**ABOUT THIS EXERCISE**
With the pictures left out, copy the listing below exactly.
━━━━━━━━━━
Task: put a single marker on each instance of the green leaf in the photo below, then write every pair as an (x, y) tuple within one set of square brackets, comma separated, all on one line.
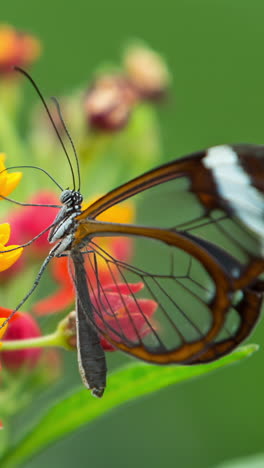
[(125, 384), (257, 461)]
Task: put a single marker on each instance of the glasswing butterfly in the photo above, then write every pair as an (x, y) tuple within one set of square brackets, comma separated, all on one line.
[(201, 266)]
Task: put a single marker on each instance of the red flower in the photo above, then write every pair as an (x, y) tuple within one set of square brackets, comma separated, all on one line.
[(118, 308), (21, 326), (27, 222)]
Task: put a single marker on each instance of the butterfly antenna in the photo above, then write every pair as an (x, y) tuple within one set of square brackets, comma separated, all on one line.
[(34, 167), (23, 72), (70, 139)]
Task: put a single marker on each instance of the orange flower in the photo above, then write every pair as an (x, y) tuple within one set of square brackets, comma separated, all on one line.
[(2, 329), (16, 48), (8, 182), (7, 257), (120, 248)]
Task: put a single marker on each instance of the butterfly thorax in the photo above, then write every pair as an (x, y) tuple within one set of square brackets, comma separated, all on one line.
[(64, 223)]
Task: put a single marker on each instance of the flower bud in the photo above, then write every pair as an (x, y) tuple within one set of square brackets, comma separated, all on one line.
[(109, 103), (147, 71)]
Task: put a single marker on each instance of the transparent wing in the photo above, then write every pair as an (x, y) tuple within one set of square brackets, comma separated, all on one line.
[(198, 274), (165, 306)]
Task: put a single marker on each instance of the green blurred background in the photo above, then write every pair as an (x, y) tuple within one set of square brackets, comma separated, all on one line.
[(215, 51)]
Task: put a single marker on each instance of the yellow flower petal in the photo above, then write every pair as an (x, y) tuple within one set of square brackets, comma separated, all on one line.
[(121, 213), (4, 233), (7, 42), (3, 329), (8, 182), (7, 259)]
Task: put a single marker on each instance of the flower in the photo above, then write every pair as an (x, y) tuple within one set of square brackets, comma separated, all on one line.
[(21, 326), (8, 257), (8, 182), (27, 222), (147, 71), (109, 102), (118, 247), (16, 48), (119, 309)]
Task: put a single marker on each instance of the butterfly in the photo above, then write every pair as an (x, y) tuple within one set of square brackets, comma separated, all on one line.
[(198, 256)]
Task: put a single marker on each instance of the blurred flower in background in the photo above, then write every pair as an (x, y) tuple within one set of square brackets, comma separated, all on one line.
[(147, 71), (21, 326), (114, 125), (16, 48), (109, 102)]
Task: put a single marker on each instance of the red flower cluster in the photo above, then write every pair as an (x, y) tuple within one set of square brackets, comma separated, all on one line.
[(21, 326), (118, 304)]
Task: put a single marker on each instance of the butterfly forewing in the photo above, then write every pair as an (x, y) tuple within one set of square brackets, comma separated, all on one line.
[(193, 279)]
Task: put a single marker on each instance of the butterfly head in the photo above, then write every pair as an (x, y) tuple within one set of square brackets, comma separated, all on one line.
[(71, 199)]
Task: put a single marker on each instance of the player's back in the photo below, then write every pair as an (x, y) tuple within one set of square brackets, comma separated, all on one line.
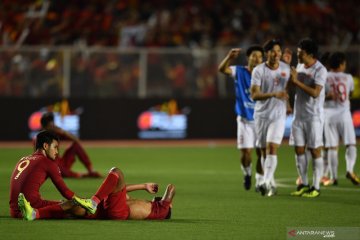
━━━━━━━━━━
**SOLUTION TO THIS PROBLEM**
Task: put a single marker on each instance of the green leaf in the photo below, then write every pair as an (x, y) tuple within one set of square brackets, comma separated, all on one line.
[(125, 384), (257, 461)]
Task: put a single marker on each instance of the glasswing butterfly in the photo above, then write every pair as an (x, y) tuple within one set of square brackets, comma separated, all on one line.
[(201, 266)]
Task: put a single marker on each instance of the red flower in the photo above, then write every pair as an (x, y) tuple within one set of square brackets, comma separated, all on one line.
[(118, 308), (21, 326), (27, 222)]
Task: put a single marker on each instance of the butterfly antenna in the photo above, then write every pair as an (x, y) tuple within one set of square brackets, comma separated, all on one line.
[(34, 167), (23, 72), (70, 139)]
Task: put a single marker on each instance of the orange flower in the photo above, then write every pair as an (x, y) tuple within one set of square brackets, comma separated, all on one line.
[(2, 329), (16, 48), (8, 182), (7, 257), (120, 248)]
Task: put a single marker on each instance of the butterfly thorax in the photo above, then write every pair as an (x, y) tuple within one set of square brackets, comma separated, all on one line.
[(64, 223)]
Task: put a single marker on each instance of the flower bud in the photo above, then write every pair as an (x, y) tuple within one set of square brackets, comma separated, all on one line.
[(109, 103), (147, 71)]
Task: put a single marker on each instance of the transparent wing in the photo above, then write every pair as an (x, y) tuple within one set of square brackets, comma separated, all on one line.
[(198, 274), (165, 306)]
Task: put a single marker on each instance of the green blurred background in the photo above, then write every pair as an (x, y) tuple within one set of square brackets, comma separated, all on one line.
[(215, 51)]
Task: put a single marker on each instance of the yellow flower petal in the photo above, then write every pair as an (x, y) tuple within one set of square brackets, comma separated, all on one line.
[(121, 213), (4, 233), (7, 42), (3, 329), (8, 182), (7, 259)]
Task: put a single marker on each instance of the flower in the photo above, then write every pair as an (x, y) tuple within one set of square brackets, comma separated, all on one line.
[(21, 326), (8, 257), (8, 182), (27, 222), (147, 71), (109, 102), (118, 247), (16, 48), (119, 309)]
Task: put a single marker on each instance of the butterfly in the photo above, then write every pair as an (x, y) tuple within one set of square brackets, comma separated, all on one line.
[(198, 256)]
Task: put a single marker on each instance of the blurred flower in background in the photo above, then write every pair as an (x, y) tuple within one set of square brackets, comma separated, all on one line.
[(147, 71), (21, 326), (114, 125), (16, 48), (109, 102)]
Task: put a single marker on each instance of the red flower cluster in the photo above, then write every pair as an (x, y) tuple within one set of square brackets, comma separated, all on one line.
[(21, 326), (118, 304)]
Task: put a single marker on each instance of the butterfly forewing in the photo above, then write every pair as an (x, y) tuple within one set of square brackets, comma separated, all on one line.
[(193, 279)]
Task: put a single marker on each instance of the butterfly head in the photo above, then write every pair as an (x, y) tuple within one set of square brackets, comma separated, all on one line.
[(71, 199)]
Task: put a single marker on each instance of the player's back in the photo below, then write every pair as an (x, y) tuple within one set of square brackets, comma separated, all on one line.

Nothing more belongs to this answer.